● **Given exercise**
Put the data below into a Markdown table with the columns Row and Line, numbering each non-blank line. Start at the line containing "Reviewer note: confirm that every instance of the vertical", end with the last line of the data, and leave the pictures out.

● **Provided material**
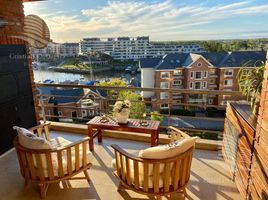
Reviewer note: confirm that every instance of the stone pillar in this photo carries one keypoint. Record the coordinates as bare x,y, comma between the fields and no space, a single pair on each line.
11,11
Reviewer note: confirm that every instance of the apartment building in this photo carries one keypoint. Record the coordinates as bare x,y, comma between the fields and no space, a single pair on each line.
195,71
56,50
133,48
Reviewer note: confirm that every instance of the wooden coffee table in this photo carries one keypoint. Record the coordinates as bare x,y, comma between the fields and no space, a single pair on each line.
133,125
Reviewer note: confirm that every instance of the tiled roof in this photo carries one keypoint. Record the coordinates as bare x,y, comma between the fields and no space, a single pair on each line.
217,59
172,61
69,92
149,62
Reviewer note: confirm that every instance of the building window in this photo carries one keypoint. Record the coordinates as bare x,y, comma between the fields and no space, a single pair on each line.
223,103
204,84
226,96
191,85
164,95
210,101
179,82
197,85
192,75
163,106
60,113
228,82
205,74
228,72
245,72
212,81
84,113
213,71
199,64
164,85
198,75
178,72
164,75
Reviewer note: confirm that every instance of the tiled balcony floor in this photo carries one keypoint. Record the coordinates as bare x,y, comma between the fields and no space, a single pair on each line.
210,177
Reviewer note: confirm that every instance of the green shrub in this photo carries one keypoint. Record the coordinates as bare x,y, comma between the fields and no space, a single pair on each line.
156,116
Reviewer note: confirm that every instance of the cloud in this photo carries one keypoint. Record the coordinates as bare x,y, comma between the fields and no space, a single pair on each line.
158,19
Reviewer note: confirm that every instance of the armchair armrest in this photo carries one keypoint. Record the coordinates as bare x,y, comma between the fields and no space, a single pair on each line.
183,134
73,144
39,126
39,129
125,153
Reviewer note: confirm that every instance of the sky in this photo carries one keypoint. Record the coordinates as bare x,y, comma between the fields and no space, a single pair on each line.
162,20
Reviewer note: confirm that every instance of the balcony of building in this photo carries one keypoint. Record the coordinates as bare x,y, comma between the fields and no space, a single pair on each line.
213,76
210,178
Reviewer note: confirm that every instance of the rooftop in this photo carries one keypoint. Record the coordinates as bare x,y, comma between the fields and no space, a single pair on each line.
210,177
217,59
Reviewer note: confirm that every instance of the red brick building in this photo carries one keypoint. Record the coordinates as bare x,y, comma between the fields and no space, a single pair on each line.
205,71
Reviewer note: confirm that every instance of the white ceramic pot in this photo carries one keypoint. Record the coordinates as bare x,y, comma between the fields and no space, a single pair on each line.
122,117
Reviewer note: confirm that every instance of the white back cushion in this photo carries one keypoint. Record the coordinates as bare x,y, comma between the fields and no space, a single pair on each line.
29,140
170,150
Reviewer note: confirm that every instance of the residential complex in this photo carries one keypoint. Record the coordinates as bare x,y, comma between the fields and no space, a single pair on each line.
56,50
133,48
195,71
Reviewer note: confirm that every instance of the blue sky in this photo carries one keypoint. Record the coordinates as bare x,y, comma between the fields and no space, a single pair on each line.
164,20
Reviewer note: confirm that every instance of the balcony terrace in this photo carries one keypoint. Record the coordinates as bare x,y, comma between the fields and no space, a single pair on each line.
210,177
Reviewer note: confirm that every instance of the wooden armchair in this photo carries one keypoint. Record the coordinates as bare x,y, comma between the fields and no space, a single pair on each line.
176,134
53,165
153,177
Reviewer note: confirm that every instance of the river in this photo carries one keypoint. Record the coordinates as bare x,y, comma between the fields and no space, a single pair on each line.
42,75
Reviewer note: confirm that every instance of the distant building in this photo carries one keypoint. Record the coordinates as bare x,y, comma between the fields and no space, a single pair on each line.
56,50
78,103
203,71
132,48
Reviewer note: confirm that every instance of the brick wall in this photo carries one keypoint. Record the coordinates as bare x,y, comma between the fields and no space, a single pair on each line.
234,87
12,12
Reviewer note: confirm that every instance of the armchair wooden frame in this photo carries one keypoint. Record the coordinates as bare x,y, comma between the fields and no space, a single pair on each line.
180,174
32,166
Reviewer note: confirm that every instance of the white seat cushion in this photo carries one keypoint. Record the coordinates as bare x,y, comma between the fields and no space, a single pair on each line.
31,141
61,142
168,151
159,152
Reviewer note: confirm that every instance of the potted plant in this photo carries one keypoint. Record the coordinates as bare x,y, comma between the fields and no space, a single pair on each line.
121,111
156,116
250,85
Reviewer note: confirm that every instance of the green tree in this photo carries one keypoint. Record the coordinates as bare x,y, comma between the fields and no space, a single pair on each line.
213,46
137,109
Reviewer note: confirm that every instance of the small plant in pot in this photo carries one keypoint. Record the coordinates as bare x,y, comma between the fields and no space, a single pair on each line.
250,85
121,111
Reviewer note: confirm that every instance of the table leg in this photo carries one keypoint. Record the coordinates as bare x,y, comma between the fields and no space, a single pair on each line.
91,138
154,138
99,135
157,137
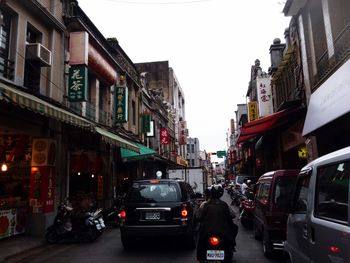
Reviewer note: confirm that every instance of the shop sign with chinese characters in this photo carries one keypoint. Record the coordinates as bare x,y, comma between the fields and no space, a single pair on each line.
164,136
253,111
121,107
264,96
77,84
183,133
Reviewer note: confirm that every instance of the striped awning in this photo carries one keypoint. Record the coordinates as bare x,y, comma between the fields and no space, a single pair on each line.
33,103
114,139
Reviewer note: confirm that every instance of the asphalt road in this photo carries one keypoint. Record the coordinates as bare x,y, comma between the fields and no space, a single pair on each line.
108,248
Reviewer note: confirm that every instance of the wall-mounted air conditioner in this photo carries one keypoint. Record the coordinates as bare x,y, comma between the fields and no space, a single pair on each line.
37,52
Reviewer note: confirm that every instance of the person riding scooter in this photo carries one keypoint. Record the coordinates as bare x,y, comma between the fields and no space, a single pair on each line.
215,217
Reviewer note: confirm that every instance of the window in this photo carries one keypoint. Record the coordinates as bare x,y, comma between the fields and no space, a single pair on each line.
6,66
32,69
149,193
263,192
133,109
332,192
301,196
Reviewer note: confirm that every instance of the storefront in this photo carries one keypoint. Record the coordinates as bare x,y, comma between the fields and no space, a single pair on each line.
15,152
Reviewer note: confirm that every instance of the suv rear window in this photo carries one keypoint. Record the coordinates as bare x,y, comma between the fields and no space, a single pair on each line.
240,179
284,190
153,193
332,192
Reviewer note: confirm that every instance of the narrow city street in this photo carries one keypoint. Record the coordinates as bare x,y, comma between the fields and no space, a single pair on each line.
108,248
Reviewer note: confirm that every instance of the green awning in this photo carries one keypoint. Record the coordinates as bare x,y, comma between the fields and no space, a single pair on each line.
114,139
144,153
30,102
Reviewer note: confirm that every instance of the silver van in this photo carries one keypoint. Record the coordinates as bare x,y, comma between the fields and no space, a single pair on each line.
318,227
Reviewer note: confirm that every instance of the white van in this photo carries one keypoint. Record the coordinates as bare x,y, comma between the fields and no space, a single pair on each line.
318,227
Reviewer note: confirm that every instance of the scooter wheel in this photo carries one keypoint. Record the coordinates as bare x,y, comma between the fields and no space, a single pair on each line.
51,237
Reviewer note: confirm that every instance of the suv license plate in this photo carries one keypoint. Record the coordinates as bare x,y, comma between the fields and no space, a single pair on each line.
152,215
215,254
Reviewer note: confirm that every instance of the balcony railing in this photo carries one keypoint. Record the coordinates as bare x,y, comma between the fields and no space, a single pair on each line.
325,65
342,44
6,68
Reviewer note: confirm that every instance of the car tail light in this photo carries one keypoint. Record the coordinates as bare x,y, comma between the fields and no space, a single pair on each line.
154,181
334,249
184,212
122,214
214,241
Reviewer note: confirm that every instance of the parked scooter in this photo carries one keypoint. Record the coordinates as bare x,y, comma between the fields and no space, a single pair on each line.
214,248
236,197
69,226
246,209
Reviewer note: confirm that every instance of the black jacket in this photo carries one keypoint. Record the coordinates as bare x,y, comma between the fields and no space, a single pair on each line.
215,217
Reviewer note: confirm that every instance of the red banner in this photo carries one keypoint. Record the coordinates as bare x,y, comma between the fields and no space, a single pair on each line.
164,136
42,189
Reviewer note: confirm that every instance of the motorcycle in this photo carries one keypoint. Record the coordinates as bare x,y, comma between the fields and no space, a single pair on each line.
214,248
236,197
247,206
67,226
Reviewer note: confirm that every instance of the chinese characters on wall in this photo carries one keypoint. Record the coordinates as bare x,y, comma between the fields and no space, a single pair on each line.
78,79
121,107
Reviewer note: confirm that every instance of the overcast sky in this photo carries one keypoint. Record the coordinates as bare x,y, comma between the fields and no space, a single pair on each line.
210,44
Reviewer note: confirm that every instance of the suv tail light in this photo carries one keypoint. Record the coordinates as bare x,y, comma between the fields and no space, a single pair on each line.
214,241
122,214
184,212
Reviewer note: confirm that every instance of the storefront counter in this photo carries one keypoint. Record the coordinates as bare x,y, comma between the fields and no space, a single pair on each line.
12,221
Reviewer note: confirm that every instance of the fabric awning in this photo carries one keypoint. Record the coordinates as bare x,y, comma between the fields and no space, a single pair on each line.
116,140
33,103
259,127
131,155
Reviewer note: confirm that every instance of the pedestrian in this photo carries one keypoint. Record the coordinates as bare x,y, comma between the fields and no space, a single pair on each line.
215,216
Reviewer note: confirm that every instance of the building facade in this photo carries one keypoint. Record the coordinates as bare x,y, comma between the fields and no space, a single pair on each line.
324,30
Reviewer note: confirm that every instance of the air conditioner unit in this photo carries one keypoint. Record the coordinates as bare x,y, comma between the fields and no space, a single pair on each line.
36,51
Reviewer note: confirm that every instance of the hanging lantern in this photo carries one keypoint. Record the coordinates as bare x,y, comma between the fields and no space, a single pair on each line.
97,165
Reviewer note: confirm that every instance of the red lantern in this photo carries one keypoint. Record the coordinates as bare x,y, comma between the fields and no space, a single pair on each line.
164,136
97,165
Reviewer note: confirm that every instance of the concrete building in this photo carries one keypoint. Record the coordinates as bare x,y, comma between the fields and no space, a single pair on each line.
193,152
325,55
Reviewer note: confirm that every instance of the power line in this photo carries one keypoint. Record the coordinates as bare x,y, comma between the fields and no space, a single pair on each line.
176,2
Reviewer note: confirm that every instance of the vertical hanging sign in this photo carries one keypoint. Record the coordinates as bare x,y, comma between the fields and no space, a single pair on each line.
146,123
77,84
164,136
183,133
121,107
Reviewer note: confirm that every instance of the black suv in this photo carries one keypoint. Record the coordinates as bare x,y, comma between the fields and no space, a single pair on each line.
163,207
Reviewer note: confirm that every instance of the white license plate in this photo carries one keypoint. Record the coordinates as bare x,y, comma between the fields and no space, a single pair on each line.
152,215
215,254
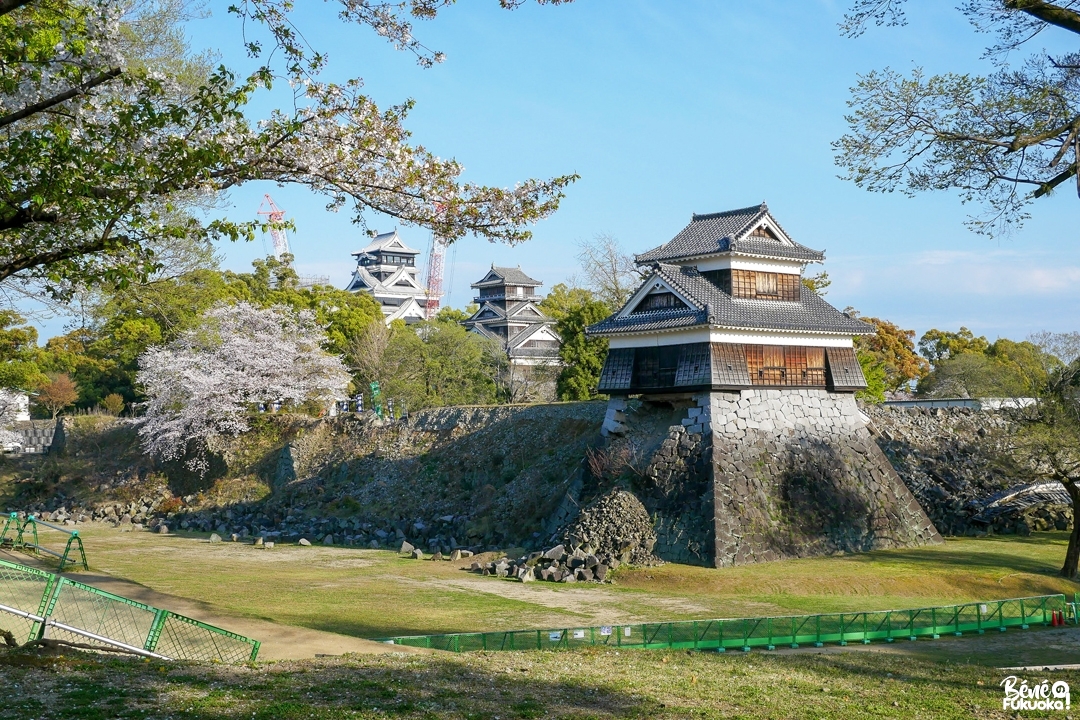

● **Task output**
| Row | Line |
|---|---|
| 1 | Reviewer note: confirm that every instance of the vertical hanging sign in this photo carries one keypoint. Record the coordinates as bare x,y, comma between the fields and no space, a single pair on each line. |
| 2 | 146,123 |
| 3 | 77,84 |
| 4 | 164,136 |
| 5 | 183,133 |
| 6 | 121,107 |
| 7 | Reviewer note: confirm that every instance of the black suv in this photo carries one keypoint. Record the coordinates as bare x,y, comma between the fields and no space, a single pair on each line. |
| 8 | 163,207 |
| 9 | Reviewer note: confirm that every instance of the white license plate in this photo carries one keypoint. Record the coordinates as bare x,y, comma between the fields and no space, a single pair on each line. |
| 10 | 152,215 |
| 11 | 215,254 |